* begin Text block *

Friday, 9 March 2012

Soothing Critics


Considering that I am a student currently in Integrated Marketing Communications, this blog has lacked, so I have been told, anything to truly do with marketing.  I suppose I'll at least touch on marketing with this one then, just to try and soothe some critics.

Copywriting is vital in marketing; it is a skill that everyone needs to possess in the marketing world of today.  The problem is that many people don’t enjoy writing in any form, finding it laborious to write anything longer than a blog that is supposed to be three-hundred words in length—whoops—and often do I hear them complain that writing a report of two-thousand five-hundred words was nearly impossible.  We had weeks to complete the task that, while unenviable and relatively boring, actually covered quite a bit of useful information.   
Allow me to illustrate how very easy this task should have been.  Those 2,500 words equal out to about five pages of writing…this task gave us weeks to read a book that was two-hundred and eighty-one pages in length and then write five pages about it.  All that was required was for us to sit down and read the book at forty-six pages a day, taking short notes of vitally important revelations.  Once the book was completed, we then needed to only sit ourselves in front of a computer—I know, who has the time to be in front of a computer these days?—and write one page per day.  I doubt anybody actually did this.

Now, in terms of copywriting, those same people who complained bitterly are going to be faced with having to write a whole lot more in the future.  Will they be looking into becoming lead copywriters?  I seriously doubt it, but will there come a time when they need to be capable of writing intelligent pieces of written work?  Undoubtedly.  People can complain about the amount of time that it takes them to write, but would it not be easier to just withhold complaints until after they complete the work?  When somebody spends over five hours writing 2,500 words, I have to wonder how much of that is spent moaning to their friends over social media sites, taking various phone calls and just sitting back and staring at the ceiling.  Writing is difficult, that’s a fact many people have to face, but light planning of the points that your paper will revolve around before letting that brilliant piece of hardware in your body called a brain take control will certainly help.

Conveying Tone


One of the biggest difficulties that I have found with nearly any form of writing, including copywriting in marketing, is to properly convey tone.  By just altering a few short words it is possible to completely alter the reader’s inner voice, so that instead of making a beauty product sound as though it can used for light touch-ups, it seems like it needs to be caked on.  Which, considering some of the women who walk by me day by day, this advice might be taken quite literally.  Sarcasm seems to be the main problem for my writings, and has been mentioned to me repeatedly that some of what I write is quite rude because of this, and I have to admit that after reviewing some of the written work, there is a lot of sarcasm.

* end Text block *
* begin Data listing *

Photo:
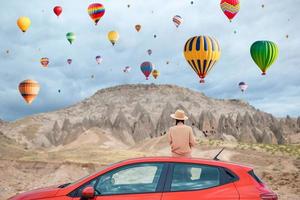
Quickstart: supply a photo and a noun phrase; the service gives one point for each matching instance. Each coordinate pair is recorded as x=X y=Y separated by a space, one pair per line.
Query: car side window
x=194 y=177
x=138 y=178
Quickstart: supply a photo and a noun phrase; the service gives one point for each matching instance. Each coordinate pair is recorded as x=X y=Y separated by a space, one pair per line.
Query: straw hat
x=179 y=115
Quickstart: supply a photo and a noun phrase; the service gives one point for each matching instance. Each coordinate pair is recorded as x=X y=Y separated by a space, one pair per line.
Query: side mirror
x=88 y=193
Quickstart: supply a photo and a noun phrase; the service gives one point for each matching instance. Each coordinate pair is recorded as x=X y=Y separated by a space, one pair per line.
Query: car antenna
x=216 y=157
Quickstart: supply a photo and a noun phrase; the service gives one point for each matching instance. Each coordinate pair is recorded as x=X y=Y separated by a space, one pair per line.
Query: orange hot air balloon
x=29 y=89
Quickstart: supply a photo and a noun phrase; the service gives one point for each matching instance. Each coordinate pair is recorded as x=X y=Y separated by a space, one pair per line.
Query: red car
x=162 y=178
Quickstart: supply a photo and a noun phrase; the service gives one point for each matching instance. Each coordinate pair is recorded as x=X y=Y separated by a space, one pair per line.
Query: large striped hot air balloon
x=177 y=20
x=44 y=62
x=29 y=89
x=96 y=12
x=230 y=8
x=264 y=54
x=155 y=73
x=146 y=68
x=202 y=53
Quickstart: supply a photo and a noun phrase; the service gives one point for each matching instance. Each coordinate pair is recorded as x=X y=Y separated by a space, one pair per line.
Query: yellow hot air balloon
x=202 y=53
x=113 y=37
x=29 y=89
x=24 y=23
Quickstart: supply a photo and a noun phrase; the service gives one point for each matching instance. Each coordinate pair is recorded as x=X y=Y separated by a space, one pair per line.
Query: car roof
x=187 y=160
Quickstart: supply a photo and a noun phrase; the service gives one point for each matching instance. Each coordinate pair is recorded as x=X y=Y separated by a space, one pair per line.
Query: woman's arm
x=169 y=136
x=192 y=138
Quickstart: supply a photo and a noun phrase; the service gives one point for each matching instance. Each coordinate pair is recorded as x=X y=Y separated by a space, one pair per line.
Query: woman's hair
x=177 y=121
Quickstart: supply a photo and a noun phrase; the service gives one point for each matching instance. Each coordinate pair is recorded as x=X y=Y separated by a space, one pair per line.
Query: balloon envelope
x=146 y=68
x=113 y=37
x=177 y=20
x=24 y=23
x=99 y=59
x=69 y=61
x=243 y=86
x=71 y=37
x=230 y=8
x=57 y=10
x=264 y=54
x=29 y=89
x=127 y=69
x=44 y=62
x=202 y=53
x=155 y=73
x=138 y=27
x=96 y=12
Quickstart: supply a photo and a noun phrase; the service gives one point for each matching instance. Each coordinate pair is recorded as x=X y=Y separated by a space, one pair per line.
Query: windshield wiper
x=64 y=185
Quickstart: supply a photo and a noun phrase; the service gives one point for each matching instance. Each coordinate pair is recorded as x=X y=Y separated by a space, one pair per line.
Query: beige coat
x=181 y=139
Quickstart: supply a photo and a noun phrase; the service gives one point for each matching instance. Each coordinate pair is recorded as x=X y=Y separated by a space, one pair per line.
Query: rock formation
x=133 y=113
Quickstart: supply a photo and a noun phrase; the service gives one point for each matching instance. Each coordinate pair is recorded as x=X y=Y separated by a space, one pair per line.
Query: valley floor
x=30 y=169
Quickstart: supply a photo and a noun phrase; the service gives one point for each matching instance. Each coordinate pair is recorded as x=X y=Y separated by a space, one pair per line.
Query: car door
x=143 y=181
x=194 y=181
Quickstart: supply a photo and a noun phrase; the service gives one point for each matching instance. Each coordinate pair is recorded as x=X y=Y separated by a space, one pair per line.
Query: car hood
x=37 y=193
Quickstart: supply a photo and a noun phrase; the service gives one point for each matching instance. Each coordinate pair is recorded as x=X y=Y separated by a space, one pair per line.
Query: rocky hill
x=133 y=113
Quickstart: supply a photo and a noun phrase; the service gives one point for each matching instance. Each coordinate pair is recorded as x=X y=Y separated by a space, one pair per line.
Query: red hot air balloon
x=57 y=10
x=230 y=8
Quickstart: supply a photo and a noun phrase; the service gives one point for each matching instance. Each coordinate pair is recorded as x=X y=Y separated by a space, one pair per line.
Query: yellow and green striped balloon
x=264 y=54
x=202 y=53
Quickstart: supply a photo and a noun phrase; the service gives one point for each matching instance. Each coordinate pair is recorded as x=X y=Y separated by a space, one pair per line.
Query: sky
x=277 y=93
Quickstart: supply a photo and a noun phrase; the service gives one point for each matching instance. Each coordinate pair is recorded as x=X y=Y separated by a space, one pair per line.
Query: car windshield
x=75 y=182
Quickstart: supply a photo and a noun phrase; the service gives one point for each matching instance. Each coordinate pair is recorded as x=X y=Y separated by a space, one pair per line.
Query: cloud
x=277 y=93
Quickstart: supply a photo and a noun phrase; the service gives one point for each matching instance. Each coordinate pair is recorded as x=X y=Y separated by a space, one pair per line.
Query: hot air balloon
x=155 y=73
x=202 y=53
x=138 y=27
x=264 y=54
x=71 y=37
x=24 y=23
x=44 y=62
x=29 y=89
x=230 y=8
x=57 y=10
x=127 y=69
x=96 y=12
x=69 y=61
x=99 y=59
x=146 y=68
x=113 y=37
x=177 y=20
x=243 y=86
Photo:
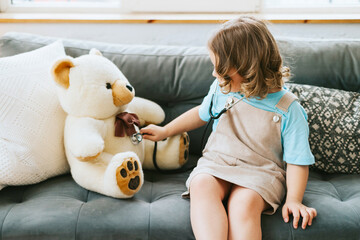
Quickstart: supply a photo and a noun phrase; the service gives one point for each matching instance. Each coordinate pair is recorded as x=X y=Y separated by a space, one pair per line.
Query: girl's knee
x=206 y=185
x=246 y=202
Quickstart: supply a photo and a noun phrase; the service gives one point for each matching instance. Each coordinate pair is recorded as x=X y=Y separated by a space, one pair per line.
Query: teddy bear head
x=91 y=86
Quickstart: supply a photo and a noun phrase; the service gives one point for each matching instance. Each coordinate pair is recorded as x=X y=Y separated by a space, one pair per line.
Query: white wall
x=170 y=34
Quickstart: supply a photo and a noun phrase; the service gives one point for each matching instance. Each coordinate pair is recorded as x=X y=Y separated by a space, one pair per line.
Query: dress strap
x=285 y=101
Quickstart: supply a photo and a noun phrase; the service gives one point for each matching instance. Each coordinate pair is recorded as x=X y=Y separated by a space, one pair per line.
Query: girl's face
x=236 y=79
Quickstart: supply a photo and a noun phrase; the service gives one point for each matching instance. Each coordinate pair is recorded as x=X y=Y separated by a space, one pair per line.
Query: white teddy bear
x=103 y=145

* end Data listing *

In the blog post on copywriting, how many pages long was the book that students had weeks to read before writing their report?

Two-hundred and eighty-one pages.